* **Direction 1**
Count the lines in the entries below that contain the string "dark", with case counting, and give only that number.

* **Provided passage**
-*-

In the modern age almost everyone is familiar with the concept of insurance. Some have the time and inclination to learn as much as possible about insurance to make sure they are fully covered, but for others the confusing array of promotions and policies can be alarming and time consuming. In these cases, many will use insurance brokers who are familiar with industry lingo and can get the cover needed arranged at competitive prices.
The concept of insurance in various forms is likely to date back to the very first human beings. In societies without money, there were still ways to secure assistance in case of unfortunate events. When explained, it is easy to see how systems and the etiquette that made this insurance effective are still deeply embedded in people today. Sharing food may well have been an early way of insuring against future hunger.If someone in your community you know and trust has a no food, and you have a surplus, you may provide them with sustenance. This is a kind act, but it is also performed on the assumption that if in the future the tables have turned, that they would help you in return. The same could have applied to damage to property, if your home was damaged, the community may well have helped to repair it - but if necessary you would have been expected to help others in similar situations. If you did not help others who had helped you, they would understandably feel annoyed and would remember assisting you is not a good investment of time and energy; they may well let the wider community know this is the case, and if you need help again, it may not be so easy to come by.

-*-

* **Recorded data**
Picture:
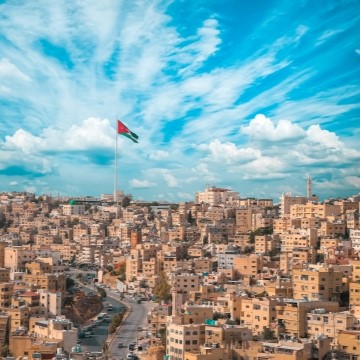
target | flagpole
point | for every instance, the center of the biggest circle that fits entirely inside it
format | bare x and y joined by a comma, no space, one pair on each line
116,161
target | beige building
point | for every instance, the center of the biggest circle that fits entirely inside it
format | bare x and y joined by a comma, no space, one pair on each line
321,284
311,210
17,256
182,338
248,265
215,196
291,315
73,209
319,321
349,344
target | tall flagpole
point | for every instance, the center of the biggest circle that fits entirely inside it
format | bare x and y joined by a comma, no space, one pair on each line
115,175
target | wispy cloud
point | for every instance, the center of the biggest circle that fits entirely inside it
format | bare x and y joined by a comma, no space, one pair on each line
190,89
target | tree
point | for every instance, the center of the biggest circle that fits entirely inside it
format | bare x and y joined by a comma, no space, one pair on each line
5,351
162,289
259,231
69,283
101,292
268,334
115,322
126,201
162,333
190,218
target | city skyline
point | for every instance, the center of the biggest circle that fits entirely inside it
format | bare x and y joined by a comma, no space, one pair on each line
252,98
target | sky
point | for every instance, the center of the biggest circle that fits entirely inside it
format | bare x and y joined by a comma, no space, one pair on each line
253,96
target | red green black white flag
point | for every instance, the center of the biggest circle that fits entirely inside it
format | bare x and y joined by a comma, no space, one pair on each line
123,130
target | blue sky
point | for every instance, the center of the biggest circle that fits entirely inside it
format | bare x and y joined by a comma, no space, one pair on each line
249,95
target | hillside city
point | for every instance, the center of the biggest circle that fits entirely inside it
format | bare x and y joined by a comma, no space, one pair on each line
223,277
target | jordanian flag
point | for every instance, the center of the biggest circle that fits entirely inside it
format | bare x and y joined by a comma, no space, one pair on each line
123,130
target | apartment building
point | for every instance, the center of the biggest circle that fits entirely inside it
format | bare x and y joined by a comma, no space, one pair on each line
157,320
73,209
349,344
48,282
332,228
317,284
244,219
50,303
6,292
312,210
182,338
248,265
319,321
265,243
16,257
215,196
291,315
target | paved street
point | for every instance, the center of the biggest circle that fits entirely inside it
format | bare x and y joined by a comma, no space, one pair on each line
132,329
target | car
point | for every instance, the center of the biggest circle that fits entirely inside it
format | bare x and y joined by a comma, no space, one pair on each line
131,357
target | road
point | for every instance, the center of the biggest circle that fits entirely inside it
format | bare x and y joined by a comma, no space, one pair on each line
133,328
95,343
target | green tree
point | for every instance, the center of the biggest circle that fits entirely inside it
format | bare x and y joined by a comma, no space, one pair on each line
268,334
190,218
126,201
162,333
259,231
5,351
101,292
162,289
115,322
69,283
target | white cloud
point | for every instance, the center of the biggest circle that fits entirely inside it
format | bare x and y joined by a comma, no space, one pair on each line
324,137
228,152
354,181
185,196
202,171
141,184
94,133
327,34
10,71
264,168
263,129
158,155
170,180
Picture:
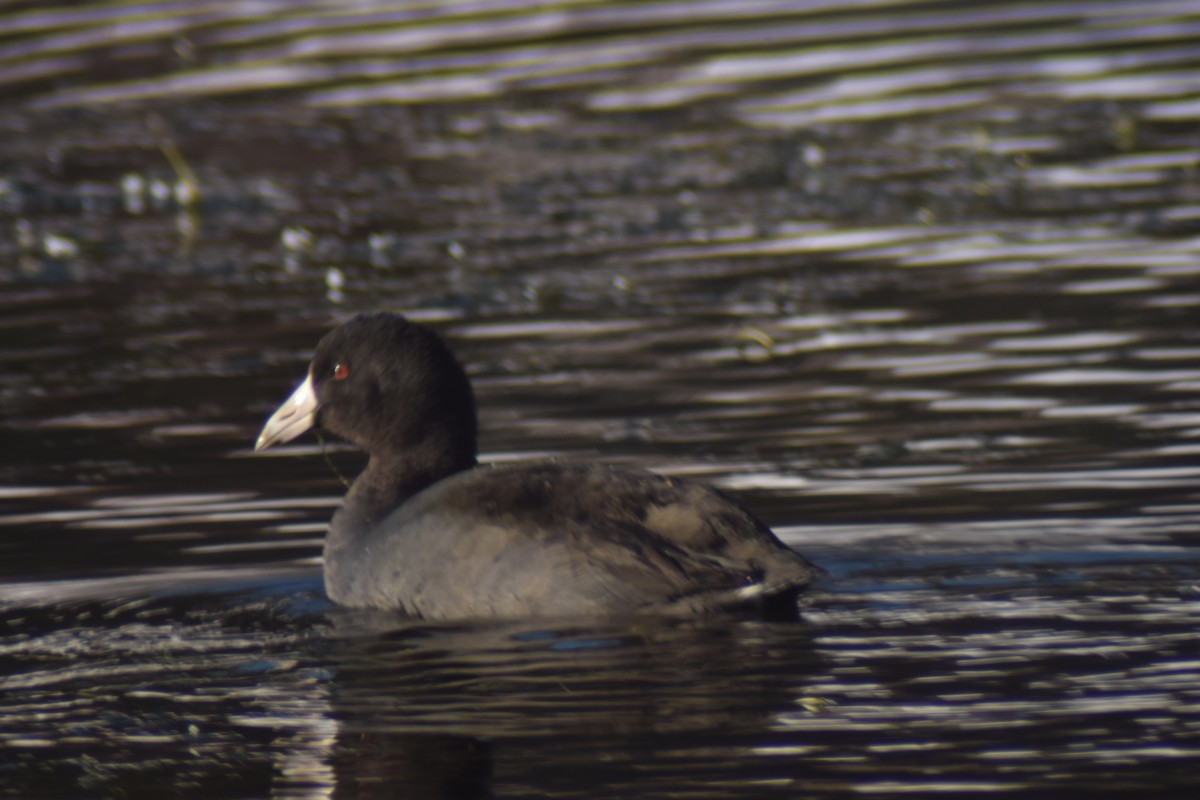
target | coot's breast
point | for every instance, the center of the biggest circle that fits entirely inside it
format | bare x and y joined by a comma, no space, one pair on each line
556,539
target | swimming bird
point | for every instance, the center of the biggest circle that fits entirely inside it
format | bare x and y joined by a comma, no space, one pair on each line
427,530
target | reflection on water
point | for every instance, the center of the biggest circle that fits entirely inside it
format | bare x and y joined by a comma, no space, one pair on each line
916,282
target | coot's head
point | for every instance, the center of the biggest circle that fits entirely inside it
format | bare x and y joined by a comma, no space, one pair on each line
388,385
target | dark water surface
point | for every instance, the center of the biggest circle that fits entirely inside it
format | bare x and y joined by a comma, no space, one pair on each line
917,282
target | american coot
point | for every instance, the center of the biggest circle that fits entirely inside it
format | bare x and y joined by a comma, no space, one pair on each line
426,530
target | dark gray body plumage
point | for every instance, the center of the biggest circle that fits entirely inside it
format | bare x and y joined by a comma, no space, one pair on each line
557,539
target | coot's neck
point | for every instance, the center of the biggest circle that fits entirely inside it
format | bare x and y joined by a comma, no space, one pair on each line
390,479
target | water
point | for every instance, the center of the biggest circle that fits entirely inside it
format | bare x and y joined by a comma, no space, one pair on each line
916,282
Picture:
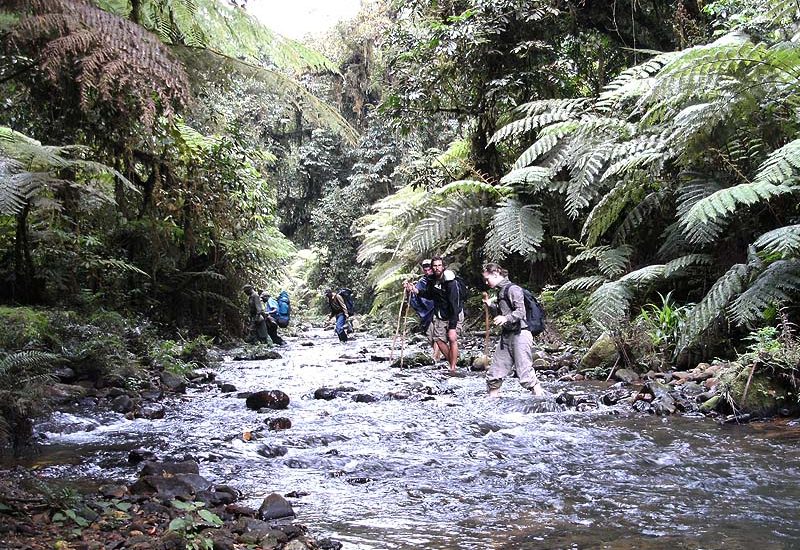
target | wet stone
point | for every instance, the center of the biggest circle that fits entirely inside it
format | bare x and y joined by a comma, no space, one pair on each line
173,382
151,412
269,399
275,507
615,396
122,404
272,451
326,393
171,468
364,398
626,375
279,423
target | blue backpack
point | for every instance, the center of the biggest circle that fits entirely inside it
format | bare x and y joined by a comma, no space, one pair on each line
534,312
347,296
284,309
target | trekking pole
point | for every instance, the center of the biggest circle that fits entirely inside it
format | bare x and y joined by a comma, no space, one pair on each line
399,317
486,338
405,320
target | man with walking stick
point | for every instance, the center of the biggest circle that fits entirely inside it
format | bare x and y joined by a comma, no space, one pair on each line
515,349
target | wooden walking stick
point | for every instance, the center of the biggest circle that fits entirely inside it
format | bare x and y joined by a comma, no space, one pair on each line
405,320
486,338
399,317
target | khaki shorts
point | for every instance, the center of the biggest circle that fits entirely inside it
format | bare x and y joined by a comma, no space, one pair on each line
437,330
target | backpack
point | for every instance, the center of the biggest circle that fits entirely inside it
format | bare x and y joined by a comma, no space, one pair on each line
462,290
284,309
347,296
534,313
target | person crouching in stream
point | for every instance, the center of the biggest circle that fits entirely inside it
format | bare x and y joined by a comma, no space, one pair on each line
515,349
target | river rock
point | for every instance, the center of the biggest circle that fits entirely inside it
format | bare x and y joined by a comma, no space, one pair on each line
603,353
170,468
151,411
480,363
122,404
64,374
138,455
326,393
626,375
663,405
272,451
275,507
183,486
269,399
615,396
413,360
173,382
279,423
364,398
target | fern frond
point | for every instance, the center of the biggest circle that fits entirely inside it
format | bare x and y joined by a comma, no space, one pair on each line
452,217
712,212
514,229
777,285
532,178
608,305
781,166
649,206
644,275
679,265
474,187
714,303
607,211
784,241
582,284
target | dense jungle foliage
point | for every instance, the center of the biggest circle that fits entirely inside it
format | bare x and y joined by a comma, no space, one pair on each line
638,160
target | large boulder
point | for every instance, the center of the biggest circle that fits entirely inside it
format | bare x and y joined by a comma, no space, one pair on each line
268,399
765,396
275,507
603,353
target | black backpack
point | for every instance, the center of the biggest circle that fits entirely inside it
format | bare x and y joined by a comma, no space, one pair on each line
347,296
534,313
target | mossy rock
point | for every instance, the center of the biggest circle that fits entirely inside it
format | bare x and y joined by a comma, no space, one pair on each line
21,327
765,396
603,353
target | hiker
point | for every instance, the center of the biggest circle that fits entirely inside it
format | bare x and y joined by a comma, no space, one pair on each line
340,312
258,325
423,306
445,290
515,349
270,311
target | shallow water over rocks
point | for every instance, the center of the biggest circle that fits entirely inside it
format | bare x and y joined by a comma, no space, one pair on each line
416,458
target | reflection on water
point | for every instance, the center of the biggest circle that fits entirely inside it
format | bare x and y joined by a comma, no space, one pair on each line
447,468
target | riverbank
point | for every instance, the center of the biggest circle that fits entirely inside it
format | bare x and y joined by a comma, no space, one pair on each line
365,451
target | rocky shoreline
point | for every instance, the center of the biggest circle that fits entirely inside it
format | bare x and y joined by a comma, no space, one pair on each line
172,506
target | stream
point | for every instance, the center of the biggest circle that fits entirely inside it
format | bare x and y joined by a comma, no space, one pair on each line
433,463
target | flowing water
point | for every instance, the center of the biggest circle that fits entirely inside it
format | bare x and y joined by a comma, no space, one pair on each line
448,468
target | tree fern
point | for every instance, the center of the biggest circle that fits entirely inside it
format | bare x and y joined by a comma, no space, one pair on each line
784,241
582,284
712,212
777,285
531,179
680,265
607,306
514,229
714,303
457,214
608,210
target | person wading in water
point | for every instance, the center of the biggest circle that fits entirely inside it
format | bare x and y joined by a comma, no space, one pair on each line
515,349
448,309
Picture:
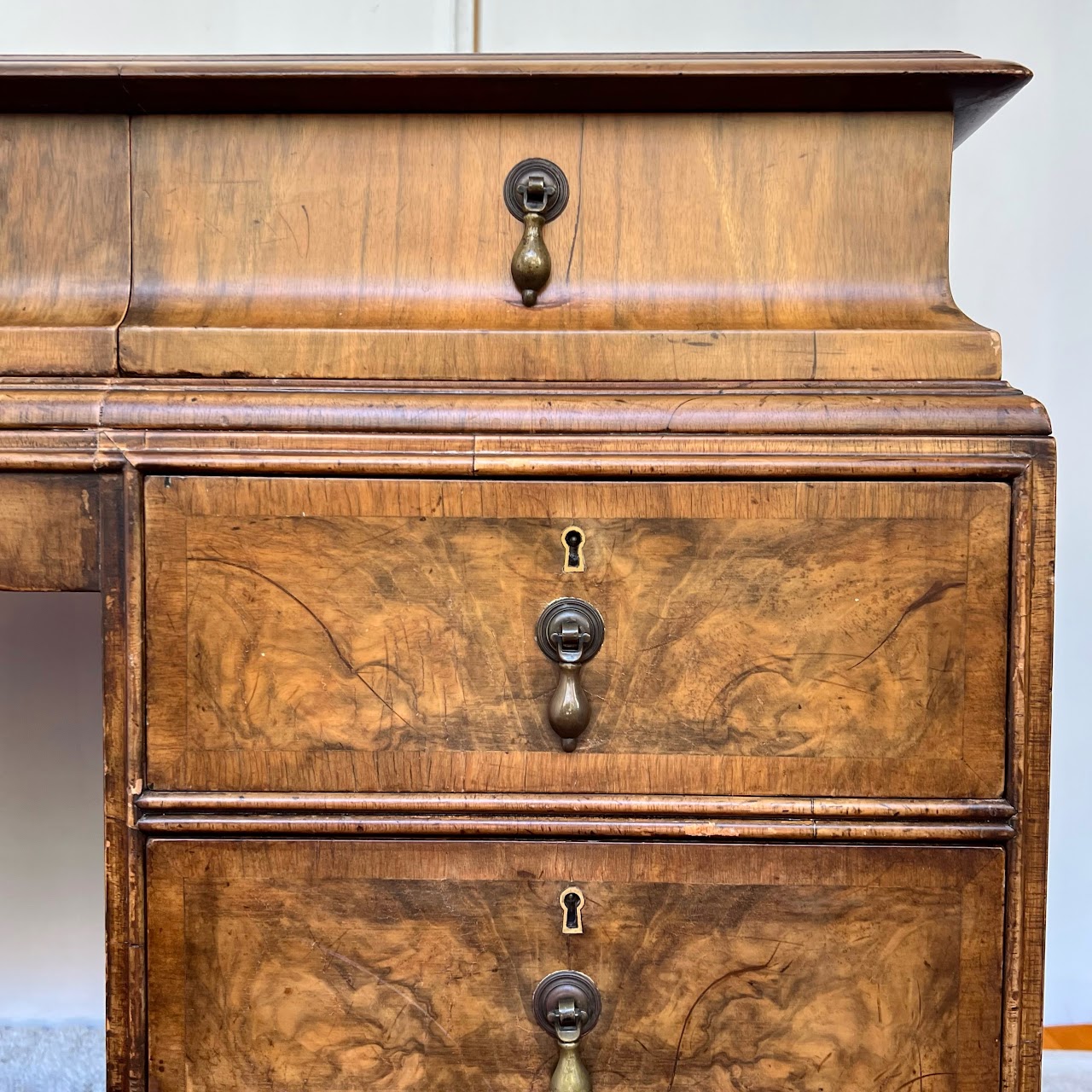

-*-

* **Direction 2**
Rewrite the passage on insurance, beginning at the words "In the modern" and stopping after "at competitive prices.", with "insurance brokers" changed to "insurance agents".

* **Response 1**
2

* **Response 2**
In the modern age almost everyone is familiar with the concept of insurance. Some have the time and inclination to learn as much as possible about insurance to make sure they are fully covered, but for others the confusing array of promotions and policies can be alarming and time consuming. In these cases, many will use insurance agents who are familiar with industry lingo and can get the cover needed arranged at competitive prices.